═════ Supplied data ═════

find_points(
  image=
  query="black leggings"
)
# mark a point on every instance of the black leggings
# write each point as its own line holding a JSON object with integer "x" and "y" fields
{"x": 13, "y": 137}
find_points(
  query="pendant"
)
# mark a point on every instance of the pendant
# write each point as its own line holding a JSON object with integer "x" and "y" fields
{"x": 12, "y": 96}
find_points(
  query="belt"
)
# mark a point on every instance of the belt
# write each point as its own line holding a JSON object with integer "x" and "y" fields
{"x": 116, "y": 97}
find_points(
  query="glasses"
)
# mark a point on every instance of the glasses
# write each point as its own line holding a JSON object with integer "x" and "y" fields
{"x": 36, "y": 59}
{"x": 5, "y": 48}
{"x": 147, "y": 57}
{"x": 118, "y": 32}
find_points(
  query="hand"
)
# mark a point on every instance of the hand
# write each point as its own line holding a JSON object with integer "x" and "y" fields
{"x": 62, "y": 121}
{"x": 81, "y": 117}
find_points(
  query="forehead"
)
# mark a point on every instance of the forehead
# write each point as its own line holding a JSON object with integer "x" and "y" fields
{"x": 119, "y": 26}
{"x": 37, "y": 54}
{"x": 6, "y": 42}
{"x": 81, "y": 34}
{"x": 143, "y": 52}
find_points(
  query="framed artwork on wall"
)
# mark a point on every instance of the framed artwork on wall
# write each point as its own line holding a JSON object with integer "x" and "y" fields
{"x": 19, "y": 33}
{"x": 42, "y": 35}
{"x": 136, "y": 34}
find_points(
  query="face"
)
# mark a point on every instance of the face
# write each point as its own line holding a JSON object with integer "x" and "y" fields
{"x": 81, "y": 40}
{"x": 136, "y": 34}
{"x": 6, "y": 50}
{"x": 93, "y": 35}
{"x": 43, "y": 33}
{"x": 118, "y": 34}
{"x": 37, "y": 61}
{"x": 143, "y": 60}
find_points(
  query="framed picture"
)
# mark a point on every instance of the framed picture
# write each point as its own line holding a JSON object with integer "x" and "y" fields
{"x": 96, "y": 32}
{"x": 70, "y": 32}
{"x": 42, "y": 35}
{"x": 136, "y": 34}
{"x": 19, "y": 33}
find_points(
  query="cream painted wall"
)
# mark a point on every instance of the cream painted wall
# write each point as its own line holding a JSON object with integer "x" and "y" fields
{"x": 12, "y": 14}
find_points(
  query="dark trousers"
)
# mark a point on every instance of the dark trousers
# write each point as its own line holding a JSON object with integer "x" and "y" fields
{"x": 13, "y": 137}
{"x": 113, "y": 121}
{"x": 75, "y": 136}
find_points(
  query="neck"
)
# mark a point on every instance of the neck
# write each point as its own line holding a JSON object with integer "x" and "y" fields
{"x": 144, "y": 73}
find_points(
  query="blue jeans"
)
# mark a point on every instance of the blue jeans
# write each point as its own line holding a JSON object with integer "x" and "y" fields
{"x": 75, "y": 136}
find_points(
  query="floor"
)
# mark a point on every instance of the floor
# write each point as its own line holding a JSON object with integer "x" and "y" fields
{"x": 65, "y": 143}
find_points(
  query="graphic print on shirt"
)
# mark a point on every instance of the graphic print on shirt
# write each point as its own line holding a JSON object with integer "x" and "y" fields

═════

- **Task goal**
Extract the listing in its entirety and repeat it exactly.

- **Solution to the problem**
find_points(
  image=
  query="black leggings"
)
# mark a point on every instance of the black leggings
# write each point as its own line holding a JSON object with integer "x" and "y" fields
{"x": 13, "y": 137}
find_points(
  query="pendant"
)
# mark a point on every instance of the pendant
# write each point as its own line holding a JSON object with integer "x" and "y" fields
{"x": 12, "y": 96}
find_points(
  query="belt"
)
# mark a point on every instance of the belt
# write each point as its own line holding a JSON object with integer "x" and "y" fields
{"x": 116, "y": 97}
find_points(
  query="glasses"
)
# mark a point on every instance of the glasses
# write each point as its own line holding a JSON object with integer "x" and "y" fields
{"x": 36, "y": 59}
{"x": 5, "y": 48}
{"x": 147, "y": 57}
{"x": 118, "y": 32}
find_points(
  query="hand"
)
# mark a point on every instance of the hand
# write each point as its own line holding a JSON object with integer "x" and "y" fields
{"x": 62, "y": 121}
{"x": 81, "y": 117}
find_points(
  query="forehead"
)
# mark a point on every instance of the forehead
# write each point as its own line holding a JSON object with integer "x" and "y" fields
{"x": 119, "y": 26}
{"x": 37, "y": 54}
{"x": 6, "y": 42}
{"x": 81, "y": 34}
{"x": 143, "y": 52}
find_points(
  query="framed artwork on wall"
)
# mark a point on every instance of the framed artwork on wall
# write each point as its own line holding a JSON object with integer "x" and "y" fields
{"x": 19, "y": 33}
{"x": 42, "y": 35}
{"x": 136, "y": 34}
find_points(
  query="face"
)
# mark a point on every instance of the face
# write each point as its own line holding a JSON object with integer "x" and "y" fields
{"x": 81, "y": 40}
{"x": 136, "y": 34}
{"x": 6, "y": 50}
{"x": 93, "y": 35}
{"x": 43, "y": 33}
{"x": 118, "y": 34}
{"x": 37, "y": 61}
{"x": 143, "y": 60}
find_points(
  query="framed picture"
)
# mark a point on every instance of the framed picture
# write each point as its own line holding a JSON object with integer "x" and "y" fields
{"x": 96, "y": 32}
{"x": 70, "y": 32}
{"x": 42, "y": 35}
{"x": 136, "y": 34}
{"x": 19, "y": 33}
find_points(
  query="cream painted wall"
)
# mark a point on every instance of the cream painted wall
# write each point as its own line holding a JSON object with integer "x" and "y" fields
{"x": 12, "y": 14}
find_points(
  query="dark trousers"
)
# mark a point on every instance of the dark trousers
# write each point as its own line holding a JSON object with integer "x" and "y" fields
{"x": 13, "y": 137}
{"x": 113, "y": 121}
{"x": 75, "y": 136}
find_points(
  query="neck"
)
# mark a point on every instance of the neck
# write each point as its own line holding a JSON object with integer "x" and "y" fields
{"x": 144, "y": 73}
find_points(
  query="blue jeans"
)
# mark a point on every instance of the blue jeans
# write each point as its own line holding a JSON object with integer "x" and "y" fields
{"x": 75, "y": 136}
find_points(
  query="floor"
)
# mark a point on every instance of the floor
# write each point as its own line holding a JSON object with integer "x" and "y" fields
{"x": 65, "y": 143}
find_points(
  query="graphic print on shirt"
)
# mark a point on every instance of the graphic print on shirt
# write each point as its own line holding a JSON object with integer "x" and "y" fields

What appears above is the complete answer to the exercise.